- Prompt
Starting at the line that contains "Task: tag every instance of the railway platform", print every remaining line of the entries, unchanged, and output nothing more.

##### The input #####

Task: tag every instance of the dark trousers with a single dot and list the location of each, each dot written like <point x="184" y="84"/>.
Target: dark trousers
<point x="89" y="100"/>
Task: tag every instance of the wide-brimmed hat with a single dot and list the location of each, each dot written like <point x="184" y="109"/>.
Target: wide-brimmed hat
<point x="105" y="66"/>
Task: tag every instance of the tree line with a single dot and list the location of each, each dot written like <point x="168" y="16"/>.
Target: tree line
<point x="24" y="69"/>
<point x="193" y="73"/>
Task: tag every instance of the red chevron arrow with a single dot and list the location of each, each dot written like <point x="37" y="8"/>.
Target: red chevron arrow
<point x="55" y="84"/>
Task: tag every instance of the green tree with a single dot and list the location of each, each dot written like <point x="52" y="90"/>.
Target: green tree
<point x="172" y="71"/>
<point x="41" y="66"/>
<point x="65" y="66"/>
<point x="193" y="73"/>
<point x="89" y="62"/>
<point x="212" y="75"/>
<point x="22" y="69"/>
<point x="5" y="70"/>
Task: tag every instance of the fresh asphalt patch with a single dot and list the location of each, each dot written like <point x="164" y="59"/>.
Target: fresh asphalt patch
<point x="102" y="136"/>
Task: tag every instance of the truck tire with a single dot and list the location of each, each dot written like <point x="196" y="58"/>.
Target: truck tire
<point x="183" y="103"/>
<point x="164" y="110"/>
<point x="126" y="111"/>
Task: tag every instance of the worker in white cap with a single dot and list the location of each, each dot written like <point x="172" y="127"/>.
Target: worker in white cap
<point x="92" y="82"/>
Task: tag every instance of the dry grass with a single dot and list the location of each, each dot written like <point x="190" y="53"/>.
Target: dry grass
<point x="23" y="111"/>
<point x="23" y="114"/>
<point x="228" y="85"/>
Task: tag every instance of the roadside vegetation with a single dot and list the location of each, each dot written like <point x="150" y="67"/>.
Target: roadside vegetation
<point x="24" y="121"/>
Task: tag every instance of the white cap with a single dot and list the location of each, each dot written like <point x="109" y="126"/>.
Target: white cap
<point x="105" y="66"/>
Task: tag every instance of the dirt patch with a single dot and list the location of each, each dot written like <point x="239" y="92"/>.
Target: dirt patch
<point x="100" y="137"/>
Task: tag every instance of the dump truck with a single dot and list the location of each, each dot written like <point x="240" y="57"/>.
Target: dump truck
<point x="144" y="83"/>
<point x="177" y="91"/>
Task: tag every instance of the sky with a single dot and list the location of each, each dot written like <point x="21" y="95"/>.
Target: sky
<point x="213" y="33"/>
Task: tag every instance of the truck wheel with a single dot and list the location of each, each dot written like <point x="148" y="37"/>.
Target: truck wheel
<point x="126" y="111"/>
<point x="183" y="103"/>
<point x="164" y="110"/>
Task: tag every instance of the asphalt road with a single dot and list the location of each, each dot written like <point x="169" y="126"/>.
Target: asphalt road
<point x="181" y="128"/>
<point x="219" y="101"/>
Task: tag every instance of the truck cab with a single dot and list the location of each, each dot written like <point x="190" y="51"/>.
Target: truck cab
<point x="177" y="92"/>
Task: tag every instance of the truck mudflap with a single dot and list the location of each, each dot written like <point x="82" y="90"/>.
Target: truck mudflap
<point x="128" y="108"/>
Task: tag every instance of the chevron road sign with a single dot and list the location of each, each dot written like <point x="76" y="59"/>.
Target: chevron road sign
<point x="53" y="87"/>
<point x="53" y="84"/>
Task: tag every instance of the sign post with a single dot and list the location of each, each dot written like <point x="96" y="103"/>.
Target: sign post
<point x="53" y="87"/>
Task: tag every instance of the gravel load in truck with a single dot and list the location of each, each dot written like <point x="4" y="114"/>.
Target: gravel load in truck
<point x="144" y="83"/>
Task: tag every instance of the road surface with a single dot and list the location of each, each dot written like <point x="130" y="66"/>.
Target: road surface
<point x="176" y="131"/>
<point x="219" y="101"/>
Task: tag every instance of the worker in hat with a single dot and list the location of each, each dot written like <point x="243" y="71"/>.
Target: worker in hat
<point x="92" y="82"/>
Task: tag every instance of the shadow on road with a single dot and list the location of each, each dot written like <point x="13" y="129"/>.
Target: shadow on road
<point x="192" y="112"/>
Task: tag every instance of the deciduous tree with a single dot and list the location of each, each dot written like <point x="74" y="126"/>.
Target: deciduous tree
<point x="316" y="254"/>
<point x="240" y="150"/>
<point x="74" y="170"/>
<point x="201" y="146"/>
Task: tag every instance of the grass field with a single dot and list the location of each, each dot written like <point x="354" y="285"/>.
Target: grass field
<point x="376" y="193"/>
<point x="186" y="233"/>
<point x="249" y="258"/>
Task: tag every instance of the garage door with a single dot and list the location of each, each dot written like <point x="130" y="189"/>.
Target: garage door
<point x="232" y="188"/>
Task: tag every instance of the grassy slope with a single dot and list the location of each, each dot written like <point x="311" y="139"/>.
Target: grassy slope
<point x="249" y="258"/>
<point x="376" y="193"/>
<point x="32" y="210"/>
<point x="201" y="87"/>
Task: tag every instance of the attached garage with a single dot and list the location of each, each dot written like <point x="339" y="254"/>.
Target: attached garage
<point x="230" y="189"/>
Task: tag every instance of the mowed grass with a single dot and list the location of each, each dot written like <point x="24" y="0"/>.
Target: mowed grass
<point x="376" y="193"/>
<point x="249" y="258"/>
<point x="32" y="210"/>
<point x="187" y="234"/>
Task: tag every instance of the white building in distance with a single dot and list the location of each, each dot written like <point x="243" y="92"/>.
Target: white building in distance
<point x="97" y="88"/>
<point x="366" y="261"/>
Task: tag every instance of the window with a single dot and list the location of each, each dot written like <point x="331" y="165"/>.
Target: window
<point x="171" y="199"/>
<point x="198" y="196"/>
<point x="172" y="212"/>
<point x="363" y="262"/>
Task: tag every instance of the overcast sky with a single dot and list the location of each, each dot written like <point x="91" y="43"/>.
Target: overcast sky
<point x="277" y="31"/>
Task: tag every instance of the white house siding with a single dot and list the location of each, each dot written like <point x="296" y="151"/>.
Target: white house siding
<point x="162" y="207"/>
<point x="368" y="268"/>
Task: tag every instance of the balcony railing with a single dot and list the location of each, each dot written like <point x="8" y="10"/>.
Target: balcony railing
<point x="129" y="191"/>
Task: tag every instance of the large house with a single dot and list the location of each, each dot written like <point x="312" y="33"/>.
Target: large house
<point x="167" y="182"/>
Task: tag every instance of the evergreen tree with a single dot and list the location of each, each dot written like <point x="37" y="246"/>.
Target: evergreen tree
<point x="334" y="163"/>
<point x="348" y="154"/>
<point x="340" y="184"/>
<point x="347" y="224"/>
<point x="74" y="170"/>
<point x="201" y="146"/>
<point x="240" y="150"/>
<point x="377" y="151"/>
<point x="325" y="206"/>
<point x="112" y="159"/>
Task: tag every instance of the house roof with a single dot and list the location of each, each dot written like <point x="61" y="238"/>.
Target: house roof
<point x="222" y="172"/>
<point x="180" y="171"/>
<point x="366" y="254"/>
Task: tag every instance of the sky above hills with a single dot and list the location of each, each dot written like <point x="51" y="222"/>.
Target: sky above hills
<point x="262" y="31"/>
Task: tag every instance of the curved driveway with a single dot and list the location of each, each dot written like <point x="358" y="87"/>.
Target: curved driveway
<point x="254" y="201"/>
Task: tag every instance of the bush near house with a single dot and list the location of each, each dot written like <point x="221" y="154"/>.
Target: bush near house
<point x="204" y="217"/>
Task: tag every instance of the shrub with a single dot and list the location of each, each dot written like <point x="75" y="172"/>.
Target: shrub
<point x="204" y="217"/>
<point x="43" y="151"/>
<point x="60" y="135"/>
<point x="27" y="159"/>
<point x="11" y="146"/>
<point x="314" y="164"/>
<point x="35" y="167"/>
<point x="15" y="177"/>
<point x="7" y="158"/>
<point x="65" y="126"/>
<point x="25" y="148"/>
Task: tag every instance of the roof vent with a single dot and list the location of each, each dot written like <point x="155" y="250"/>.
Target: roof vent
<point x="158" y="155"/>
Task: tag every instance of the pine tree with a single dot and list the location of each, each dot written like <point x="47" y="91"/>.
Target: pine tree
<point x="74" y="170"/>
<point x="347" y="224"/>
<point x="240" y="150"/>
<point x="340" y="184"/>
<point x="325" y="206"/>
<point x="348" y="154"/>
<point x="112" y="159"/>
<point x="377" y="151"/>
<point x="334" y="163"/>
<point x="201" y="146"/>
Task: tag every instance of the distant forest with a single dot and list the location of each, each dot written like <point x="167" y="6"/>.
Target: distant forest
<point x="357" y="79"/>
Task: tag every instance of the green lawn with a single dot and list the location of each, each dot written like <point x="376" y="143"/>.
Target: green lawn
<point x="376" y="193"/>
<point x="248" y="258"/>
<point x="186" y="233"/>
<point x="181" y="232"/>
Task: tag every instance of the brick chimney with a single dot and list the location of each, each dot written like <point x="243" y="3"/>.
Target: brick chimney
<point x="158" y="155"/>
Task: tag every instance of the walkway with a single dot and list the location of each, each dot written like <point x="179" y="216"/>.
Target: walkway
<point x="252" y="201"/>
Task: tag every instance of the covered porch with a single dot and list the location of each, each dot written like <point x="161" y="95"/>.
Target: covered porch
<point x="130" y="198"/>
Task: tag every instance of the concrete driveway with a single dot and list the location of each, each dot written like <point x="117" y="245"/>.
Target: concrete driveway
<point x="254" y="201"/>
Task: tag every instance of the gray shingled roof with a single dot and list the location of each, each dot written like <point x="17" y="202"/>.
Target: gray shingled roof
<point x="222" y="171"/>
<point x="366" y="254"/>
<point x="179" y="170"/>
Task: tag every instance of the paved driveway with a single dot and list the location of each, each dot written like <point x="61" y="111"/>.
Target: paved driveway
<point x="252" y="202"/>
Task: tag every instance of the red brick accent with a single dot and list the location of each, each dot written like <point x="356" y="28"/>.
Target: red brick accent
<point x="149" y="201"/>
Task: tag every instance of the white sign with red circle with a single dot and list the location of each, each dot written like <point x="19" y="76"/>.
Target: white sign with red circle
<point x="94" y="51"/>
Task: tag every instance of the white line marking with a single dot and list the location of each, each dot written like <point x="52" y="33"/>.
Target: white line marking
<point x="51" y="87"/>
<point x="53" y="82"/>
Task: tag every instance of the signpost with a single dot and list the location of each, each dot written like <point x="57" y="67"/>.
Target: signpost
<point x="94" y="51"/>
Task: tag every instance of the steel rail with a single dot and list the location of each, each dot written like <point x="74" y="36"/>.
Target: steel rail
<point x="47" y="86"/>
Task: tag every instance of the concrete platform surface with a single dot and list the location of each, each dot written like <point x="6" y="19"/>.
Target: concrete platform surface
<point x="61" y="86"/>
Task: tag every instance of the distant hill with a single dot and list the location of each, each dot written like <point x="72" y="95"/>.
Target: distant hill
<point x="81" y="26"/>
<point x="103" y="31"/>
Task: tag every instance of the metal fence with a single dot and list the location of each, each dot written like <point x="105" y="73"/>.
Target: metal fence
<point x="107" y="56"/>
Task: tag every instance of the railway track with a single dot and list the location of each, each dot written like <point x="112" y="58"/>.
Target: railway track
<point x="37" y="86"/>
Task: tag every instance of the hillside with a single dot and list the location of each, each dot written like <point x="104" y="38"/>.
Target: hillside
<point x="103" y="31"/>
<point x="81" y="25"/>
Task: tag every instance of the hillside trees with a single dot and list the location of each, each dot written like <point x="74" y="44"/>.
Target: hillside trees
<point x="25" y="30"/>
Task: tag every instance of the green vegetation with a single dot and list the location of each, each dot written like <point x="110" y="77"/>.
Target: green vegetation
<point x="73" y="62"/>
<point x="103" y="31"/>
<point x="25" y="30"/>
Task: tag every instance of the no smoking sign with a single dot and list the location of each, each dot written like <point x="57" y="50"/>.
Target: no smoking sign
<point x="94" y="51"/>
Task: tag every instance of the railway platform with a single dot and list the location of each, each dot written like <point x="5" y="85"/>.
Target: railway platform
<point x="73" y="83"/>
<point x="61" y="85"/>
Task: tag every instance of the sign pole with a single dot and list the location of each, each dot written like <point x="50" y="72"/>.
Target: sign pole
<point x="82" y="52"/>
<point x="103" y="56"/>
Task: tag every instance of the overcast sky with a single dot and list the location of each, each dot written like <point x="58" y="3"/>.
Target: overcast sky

#####

- Exercise response
Task: tag every instance of the railway platform with a single dot and list the location of each, each dot written like <point x="5" y="85"/>.
Target: railway platform
<point x="73" y="83"/>
<point x="61" y="85"/>
Task: tag every instance of the sign pole with a single dot and list the location of each, each dot written like <point x="50" y="72"/>.
Target: sign pole
<point x="82" y="52"/>
<point x="103" y="56"/>
Task: tag every instance of the overcast sky with a single dot and list the location of each, each dot written like <point x="58" y="3"/>.
Target: overcast sky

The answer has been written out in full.